:: WHAT IS NEEDED ::
Extend the essay below about two friends who wrote lists of their hopes in New York. Pick up after its final sentence.

:: SELECTION ::
[start]

It is becoming progressively easier to pack and maybe a little easier to distinguish what I can and cannot live without. But the pain of saying goodbye to those things will never lessen, and maybe I don't want it to lessen.

Day 6: List

A couple of months ago, my best friend and I were in New York. It was a wonderful day, the kind of day you wish came along more often. We'd just visited the Metropolitan Museum of Art and then proceeded to have a delightful lunch at a cozy Italian restaurant hidden away in a corner of the kaleidoscope that is New York. We then made our way to Times Square to look at the lights.

And it started raining.

So there we were, escaping the rain by rushing to the Starbucks in what could possibly be the busiest place in the world. It was strangely calm, that moment. We were talking about our plans after New York for the coming year and we were just musing over how being a graduate student was a nice thing to be. We realized that graduate school was the perfect blend of responsibility and irresponsibility, a time where you know exactly what you're doing but keep questioning every step you take, a time where you're at that cusp of knowing everything and knowing nothing at all.

To commemorate this epiphany, we decided to make lists. One list of all the things which we wanted to own, everything that we wanted to buy using just our stipends in the upcoming year. The other list was of all the things we wanted to do, to experience, all our aspirations, our fears, where we wanted to travel and what we wanted to accomplish this year.

At the time, it proved to be very difficult to think of things. I had really thought our lists would have been longer. I think we were trying to be too realistic and quite analytical of what we wanted.

A month after that day, we met on the other side of the country, in sunny California. While looking across the bay at the Golden Gate Bridge, we were discussing our lists and we were amused to find that each of us was carrying our lists in our wallet and had crossed at least one item off. The satisfaction which came along with that realization felt great!

[end]

:: DATA SECTION ::
[start]

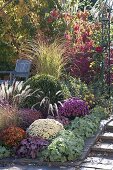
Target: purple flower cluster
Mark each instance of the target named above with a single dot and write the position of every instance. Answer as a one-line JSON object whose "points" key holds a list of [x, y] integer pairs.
{"points": [[30, 146], [74, 107], [28, 116]]}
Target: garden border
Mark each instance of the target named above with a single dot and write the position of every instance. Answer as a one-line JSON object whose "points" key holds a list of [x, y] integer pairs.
{"points": [[87, 148]]}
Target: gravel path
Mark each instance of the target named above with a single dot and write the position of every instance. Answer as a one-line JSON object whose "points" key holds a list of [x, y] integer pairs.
{"points": [[30, 167]]}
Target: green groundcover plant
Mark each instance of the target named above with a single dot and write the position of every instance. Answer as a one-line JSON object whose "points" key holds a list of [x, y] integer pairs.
{"points": [[68, 145]]}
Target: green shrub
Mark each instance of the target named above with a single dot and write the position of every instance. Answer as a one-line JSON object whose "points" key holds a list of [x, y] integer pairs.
{"points": [[88, 125], [44, 128], [49, 85], [76, 86], [4, 152], [65, 147]]}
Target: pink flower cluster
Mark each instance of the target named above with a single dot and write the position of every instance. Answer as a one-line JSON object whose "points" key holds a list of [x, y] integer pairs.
{"points": [[74, 107]]}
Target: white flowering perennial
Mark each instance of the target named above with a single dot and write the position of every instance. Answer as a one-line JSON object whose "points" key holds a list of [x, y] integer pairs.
{"points": [[44, 128]]}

[end]

:: ANSWER TO THIS EXERCISE ::
It's been another month since then and I'm proud that I've marked more things off. I don't think it is possible to mark all of them. In the past two months itself, I don't feel the need to buy some of the things which I wanted back then. However, I know that I'll be carrying that precious Starbucks tissue with me for at least a year, reminding me that I am getting there...

Wednesday, July 16, 2014

Day 5: Sleep

I feel like sleeping.

I don't want to sleep because of boredom, a boredom induced by doing nothing all day, no exciting thoughts to inspire you, no activity done to bring you happiness, such a boredom that sleep becomes the next thing you can do to stop feeling bored.

I don't want to sleep because of exhaustion, an exhaustion caused by working so much that all my mind can take is coming home, falling on the bed and embracing sleep.

I don't want to sleep because of pain, a pain caused by heartbreak such that every waking moment is agony and life is unbearable, and you cannot face the day and sleep becomes the only anesthetic.

I want to sleep, because I want to.

I want to sleep, because it feels wonderful to wake up feeling refreshed and facing a new day.

I want to sleep, because I can travel through realms of adventure and visit places I've never been to and achieve things I'd never deigned possible in my dreams.

Tuesday, July 15, 2014

Day 4: Distance

I was woken up by a message from my best friend telling me to go check Facebook announcing the engagement of yet another classmate from school. Somehow, this conversation led us to talking about how we haven't really kept in touch with people from school. I can actually count the number of people whom I've spoken to since the end of school.

Don't get me wrong, I know exactly what they've been doing since school. I can tell you when they've graduated, gotten engaged or married, whether they like to run or work out or do yoga, what food they recently ate and where they went for a holiday, all these little snippets of information they have chosen to share over the interconnecting channels of social media.

However, I haven't had a conversation with them in years.

A few weeks ago, a classmate initiated a chat with me on a social network, someone whom I haven't met or spoken to in seven years. And it was weirdly wonderful! How formal we were, slowly gleaning information about our journeys since school days. And then we said goodbye, each feeling that the half hour we'd spent was enough to fill the gap of seven years, probably slinking back into another seven year period of silence.

There are so many people I miss, so many friends, people I celebrated birthdays with, people whom I had forbidden late night phone calls with, people I studied with, people I fought with, people I grew up with. These people have had an impact on me and have shaped the person I am today.

I feel like I should do what my classmate, no, my friend did. I should ping someone from school, see what they're doing, check up on them and have a conversation with them, connect with that long lost part of me.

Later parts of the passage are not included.